Problem description. Both the line containing "each like (326,67)." and the last line of the listing are included: write out exactly the lines from one to the other.

Provided data.

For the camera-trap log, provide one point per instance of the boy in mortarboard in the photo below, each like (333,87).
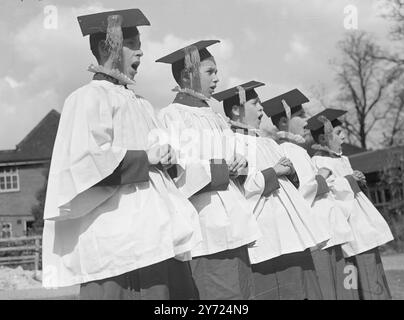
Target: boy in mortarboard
(369,228)
(220,264)
(287,113)
(281,261)
(114,219)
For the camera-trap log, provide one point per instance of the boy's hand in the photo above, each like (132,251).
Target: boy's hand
(324,172)
(283,167)
(359,176)
(238,163)
(161,154)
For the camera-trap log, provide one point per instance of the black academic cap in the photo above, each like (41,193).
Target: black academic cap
(313,124)
(234,92)
(294,98)
(179,55)
(234,96)
(98,22)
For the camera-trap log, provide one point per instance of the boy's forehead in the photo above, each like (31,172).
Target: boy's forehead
(209,62)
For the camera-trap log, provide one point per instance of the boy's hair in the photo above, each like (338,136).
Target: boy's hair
(178,67)
(228,104)
(277,118)
(316,134)
(96,38)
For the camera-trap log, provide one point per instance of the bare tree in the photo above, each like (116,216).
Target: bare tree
(364,84)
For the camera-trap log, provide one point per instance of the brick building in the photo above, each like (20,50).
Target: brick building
(22,173)
(384,171)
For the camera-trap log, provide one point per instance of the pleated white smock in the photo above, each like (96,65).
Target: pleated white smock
(201,134)
(327,213)
(284,217)
(93,233)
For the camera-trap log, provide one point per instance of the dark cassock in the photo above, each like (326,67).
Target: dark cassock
(220,264)
(369,228)
(281,260)
(329,260)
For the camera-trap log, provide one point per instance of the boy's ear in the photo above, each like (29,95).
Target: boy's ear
(185,79)
(102,51)
(235,110)
(321,139)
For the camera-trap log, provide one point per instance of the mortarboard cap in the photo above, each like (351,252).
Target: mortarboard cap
(179,55)
(237,95)
(315,125)
(189,59)
(294,98)
(235,91)
(98,22)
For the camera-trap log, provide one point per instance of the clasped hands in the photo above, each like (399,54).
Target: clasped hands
(284,167)
(165,156)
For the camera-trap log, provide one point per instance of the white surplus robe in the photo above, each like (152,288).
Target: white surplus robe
(327,213)
(369,228)
(93,233)
(201,134)
(284,217)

Problem solution.
For the camera-trap log, provide one point per instance of the dark cassock in the photo above, each like (326,67).
Target: dark cassock
(220,264)
(369,228)
(281,260)
(329,260)
For the camera-trap log, provide one point per instance of the boy's ear in the photo above, each like (29,95).
Target: boy's ear
(185,79)
(102,51)
(235,110)
(321,139)
For the camera-trap log, provide one point per instance of the mortarboard cap in the photo above, each like (351,252).
Target: mortarboard cap
(179,55)
(237,95)
(315,125)
(189,59)
(294,98)
(235,91)
(98,22)
For the camera-trap log, provide one point per instance of the clasped hands in the photo above, each like (399,54).
Target: clasped hands
(284,167)
(165,156)
For the camera-trap log, provide one point per instance of the white surplus robe in the photo above, each like (152,288).
Target: white surplus robe
(327,213)
(369,228)
(93,233)
(201,134)
(284,217)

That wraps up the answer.